» What you should do
The required output is the line with "Note: one point per instance of the light" through the final line of the entries, each one exactly as it stands.

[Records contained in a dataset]
▽

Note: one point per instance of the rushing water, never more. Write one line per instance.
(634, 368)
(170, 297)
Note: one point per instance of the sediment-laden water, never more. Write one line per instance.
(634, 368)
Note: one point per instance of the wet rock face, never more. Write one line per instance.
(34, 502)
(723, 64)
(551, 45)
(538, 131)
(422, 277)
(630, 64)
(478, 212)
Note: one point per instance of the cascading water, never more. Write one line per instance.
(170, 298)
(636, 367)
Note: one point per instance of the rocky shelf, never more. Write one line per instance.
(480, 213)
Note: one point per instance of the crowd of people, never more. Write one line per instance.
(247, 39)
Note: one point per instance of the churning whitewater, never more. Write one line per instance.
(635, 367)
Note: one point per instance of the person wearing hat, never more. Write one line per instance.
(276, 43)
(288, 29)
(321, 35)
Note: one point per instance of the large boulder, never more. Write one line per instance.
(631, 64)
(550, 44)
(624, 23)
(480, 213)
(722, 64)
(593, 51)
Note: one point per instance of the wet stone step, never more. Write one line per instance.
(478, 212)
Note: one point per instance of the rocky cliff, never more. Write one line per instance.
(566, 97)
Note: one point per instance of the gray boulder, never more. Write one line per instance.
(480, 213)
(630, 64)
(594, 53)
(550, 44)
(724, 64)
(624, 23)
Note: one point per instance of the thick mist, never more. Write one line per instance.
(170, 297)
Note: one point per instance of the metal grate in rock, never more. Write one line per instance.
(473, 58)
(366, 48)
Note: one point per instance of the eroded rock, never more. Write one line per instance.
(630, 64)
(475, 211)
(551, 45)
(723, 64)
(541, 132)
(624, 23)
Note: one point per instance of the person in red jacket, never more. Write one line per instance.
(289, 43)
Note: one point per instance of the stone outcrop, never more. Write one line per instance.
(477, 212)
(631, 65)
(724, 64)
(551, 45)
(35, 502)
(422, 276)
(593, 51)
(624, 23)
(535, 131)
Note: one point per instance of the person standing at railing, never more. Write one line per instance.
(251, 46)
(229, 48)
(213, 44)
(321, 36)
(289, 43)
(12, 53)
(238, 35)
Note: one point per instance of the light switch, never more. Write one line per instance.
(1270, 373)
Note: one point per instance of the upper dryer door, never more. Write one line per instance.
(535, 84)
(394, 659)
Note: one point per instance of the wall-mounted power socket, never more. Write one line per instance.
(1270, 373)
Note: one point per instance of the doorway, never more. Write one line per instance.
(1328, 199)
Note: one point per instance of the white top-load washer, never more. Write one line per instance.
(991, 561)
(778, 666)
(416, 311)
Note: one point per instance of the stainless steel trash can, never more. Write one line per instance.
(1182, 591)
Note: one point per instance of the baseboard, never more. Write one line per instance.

△

» Your response
Note: one point per instance of the light switch, never more. Write one line per instance.
(1270, 373)
Note: one point per instance of the upper dryer door, never more. Write one line per instance.
(535, 84)
(394, 659)
Note: one point per instance of the wall-mounted power socket, never more. Write one line per instance.
(1270, 373)
Note: one point per instance of the doorway, never more. Write one line per instance.
(1328, 199)
Note: one point per instance of the white top-load washer, never more. Write one line per instance.
(991, 561)
(778, 666)
(416, 311)
Note: one point per instance of the stainless steel trash can, never more. Write one line per instance.
(1182, 591)
Note: one point per instance of the baseboard, never more. Write one line per instance.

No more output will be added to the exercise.